What is asked: Convert the records below into a numbered list, one line per item, omitting any blank lines.

══ Given records

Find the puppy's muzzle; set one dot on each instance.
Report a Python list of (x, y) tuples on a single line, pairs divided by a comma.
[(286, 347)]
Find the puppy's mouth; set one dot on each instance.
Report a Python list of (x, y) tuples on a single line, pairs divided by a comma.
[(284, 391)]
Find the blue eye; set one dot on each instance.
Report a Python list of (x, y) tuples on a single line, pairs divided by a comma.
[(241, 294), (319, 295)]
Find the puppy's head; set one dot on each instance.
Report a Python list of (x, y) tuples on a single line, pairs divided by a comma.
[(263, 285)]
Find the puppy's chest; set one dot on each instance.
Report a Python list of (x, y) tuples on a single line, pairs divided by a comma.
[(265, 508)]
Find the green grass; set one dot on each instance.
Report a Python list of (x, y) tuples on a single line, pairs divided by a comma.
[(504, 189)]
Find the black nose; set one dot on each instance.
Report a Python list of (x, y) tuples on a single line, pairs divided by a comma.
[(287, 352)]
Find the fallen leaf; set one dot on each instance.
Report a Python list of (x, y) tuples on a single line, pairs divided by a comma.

════

Result of this exercise:
1. Find the puppy's muzzle; set one dot on each instance.
2. Report a Python list of (x, y) tuples on a single line, pairs divided by a comma.
3. [(286, 347)]
4. Find the puppy's mouth; set one dot on each instance.
5. Report a Python list of (x, y) tuples on a single line, pairs divided by a comma.
6. [(284, 391)]
7. Find the blue eye; set one dot on each instance.
8. Report a Python list of (x, y) tuples on a single line, pairs divided by a comma.
9. [(241, 294), (319, 295)]
10. Find the puppy's head; set one dot on each instance.
11. Report a Python list of (x, y) tuples on a single line, pairs divided by a comma.
12. [(263, 285)]
13. Find the puppy's chest; set one dot on each instance.
14. Report a Python list of (x, y) tuples on a single line, pairs divided by a comma.
15. [(265, 508)]
16. Find the green grass; set one dot on each instance.
17. Report a Python list of (x, y) tuples on a single line, pairs divided by a comma.
18. [(504, 189)]
19. Find the black nose; set one dot on each instance.
20. Report a Python list of (x, y) tuples on a single line, pairs divided by a comma.
21. [(287, 352)]
22. Find the fallen leaf; set one dot on each instance.
23. Report a Python list of (x, y) tuples on a single line, pairs divided by a comma.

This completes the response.